● Written request
Reproduce the entries from the beginning through the line containing "left=98, top=104, right=103, bottom=150", inclusive, offsetting each pixel coordinate in the outputs by adding 103. Keep all other text unchanged.
___ Data excerpts
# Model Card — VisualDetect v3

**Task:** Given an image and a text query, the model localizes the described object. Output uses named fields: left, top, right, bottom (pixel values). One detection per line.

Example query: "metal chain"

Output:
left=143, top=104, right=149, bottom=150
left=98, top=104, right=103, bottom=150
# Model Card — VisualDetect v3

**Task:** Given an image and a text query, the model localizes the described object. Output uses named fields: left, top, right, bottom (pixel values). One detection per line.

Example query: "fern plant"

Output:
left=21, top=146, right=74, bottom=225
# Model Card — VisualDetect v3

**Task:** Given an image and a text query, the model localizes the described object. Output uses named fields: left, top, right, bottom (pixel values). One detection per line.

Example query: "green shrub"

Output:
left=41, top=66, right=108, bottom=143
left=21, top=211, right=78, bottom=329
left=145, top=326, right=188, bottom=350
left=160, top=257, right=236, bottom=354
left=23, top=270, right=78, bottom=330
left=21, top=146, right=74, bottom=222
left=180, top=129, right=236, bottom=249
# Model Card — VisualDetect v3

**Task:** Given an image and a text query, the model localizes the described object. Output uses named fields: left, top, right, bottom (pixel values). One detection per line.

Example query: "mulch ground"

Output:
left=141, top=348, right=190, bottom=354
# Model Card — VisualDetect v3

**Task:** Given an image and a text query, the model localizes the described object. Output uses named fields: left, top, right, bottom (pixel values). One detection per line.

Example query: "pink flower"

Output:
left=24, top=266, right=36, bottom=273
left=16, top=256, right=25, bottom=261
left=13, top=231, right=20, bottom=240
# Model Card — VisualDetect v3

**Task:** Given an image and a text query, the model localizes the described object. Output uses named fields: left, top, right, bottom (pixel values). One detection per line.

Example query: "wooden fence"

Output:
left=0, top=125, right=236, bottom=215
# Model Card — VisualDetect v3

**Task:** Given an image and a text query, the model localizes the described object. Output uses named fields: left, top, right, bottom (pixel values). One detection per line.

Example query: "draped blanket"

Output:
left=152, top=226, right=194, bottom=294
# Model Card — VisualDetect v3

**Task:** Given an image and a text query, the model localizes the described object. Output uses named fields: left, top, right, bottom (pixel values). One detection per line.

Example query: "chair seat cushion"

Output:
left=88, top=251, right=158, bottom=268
______
● Task result
# Model Card — VisualDetect v3

**Task:** Given an image and a text query, the model localizes the described object. Output uses named fields: left, top, right, bottom (pixel values). One detection per line.

Example query: "metal chain"

Output:
left=246, top=207, right=252, bottom=253
left=201, top=207, right=206, bottom=253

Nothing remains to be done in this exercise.